**Activity:** Your task is to find every line of the data that holds the string "foliage" and copy it.

**Entries supplied:**
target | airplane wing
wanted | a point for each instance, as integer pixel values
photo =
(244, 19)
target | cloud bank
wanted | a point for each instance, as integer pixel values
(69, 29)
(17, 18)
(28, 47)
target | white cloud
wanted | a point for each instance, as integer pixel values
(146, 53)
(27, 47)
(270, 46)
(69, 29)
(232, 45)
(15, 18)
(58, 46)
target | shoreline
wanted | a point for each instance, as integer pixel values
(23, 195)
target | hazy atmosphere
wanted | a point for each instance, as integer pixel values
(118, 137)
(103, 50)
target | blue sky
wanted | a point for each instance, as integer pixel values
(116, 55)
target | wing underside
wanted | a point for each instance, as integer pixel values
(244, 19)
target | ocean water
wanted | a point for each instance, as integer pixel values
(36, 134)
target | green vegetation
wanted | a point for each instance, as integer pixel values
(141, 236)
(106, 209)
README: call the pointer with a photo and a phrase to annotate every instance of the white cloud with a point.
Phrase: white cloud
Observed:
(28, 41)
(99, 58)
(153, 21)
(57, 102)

==

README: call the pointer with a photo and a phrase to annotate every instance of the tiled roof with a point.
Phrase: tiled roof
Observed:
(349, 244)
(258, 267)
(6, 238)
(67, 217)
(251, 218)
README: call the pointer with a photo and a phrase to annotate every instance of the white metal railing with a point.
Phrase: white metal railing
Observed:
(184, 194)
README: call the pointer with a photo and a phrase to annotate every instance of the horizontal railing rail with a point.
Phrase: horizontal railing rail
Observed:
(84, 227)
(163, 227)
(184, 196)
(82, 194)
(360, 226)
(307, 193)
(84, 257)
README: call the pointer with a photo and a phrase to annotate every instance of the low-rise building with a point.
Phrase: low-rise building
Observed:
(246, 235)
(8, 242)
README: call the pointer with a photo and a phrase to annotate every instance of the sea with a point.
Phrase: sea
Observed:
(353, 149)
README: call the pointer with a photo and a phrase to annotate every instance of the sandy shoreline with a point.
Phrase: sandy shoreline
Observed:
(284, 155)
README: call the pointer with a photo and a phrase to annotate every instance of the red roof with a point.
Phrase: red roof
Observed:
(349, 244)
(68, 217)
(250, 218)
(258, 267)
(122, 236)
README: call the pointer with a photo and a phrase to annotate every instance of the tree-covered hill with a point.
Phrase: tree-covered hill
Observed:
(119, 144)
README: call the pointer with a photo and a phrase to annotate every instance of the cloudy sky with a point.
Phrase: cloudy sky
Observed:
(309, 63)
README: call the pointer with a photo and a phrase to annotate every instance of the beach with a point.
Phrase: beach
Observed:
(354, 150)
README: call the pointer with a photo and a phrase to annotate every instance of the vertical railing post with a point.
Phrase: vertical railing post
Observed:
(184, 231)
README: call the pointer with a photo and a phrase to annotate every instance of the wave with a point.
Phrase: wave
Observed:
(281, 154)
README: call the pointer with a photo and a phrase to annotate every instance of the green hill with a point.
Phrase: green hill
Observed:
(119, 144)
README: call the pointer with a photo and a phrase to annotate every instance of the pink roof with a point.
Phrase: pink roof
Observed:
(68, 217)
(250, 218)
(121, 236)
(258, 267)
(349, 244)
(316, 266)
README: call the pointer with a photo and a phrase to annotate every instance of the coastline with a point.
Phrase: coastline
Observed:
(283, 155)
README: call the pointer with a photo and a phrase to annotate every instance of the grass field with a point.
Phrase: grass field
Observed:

---

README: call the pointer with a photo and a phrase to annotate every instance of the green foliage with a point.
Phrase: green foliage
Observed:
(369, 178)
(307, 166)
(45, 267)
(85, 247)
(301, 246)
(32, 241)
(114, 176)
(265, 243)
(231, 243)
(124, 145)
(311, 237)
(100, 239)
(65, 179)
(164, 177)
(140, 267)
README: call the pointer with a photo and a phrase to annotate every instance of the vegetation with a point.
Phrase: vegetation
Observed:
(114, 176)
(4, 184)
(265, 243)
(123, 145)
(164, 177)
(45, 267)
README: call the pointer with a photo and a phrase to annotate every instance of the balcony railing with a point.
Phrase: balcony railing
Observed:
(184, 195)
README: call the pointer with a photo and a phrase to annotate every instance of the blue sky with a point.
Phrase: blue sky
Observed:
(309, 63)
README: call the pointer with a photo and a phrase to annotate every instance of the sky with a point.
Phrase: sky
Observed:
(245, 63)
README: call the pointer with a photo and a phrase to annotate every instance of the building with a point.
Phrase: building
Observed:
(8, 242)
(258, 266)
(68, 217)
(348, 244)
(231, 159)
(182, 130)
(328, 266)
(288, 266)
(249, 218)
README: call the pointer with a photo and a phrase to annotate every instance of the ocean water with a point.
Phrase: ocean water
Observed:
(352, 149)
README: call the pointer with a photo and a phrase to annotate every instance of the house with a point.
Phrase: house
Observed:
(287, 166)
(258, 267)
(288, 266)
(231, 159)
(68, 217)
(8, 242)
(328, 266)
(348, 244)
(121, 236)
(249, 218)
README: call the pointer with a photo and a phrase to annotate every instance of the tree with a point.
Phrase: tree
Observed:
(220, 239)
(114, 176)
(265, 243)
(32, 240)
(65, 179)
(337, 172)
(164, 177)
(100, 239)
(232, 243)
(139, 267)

**Solution:**
README: call the pointer with a photo and a phrase to annotate every instance of the green foliage with a point.
Phrase: green foliage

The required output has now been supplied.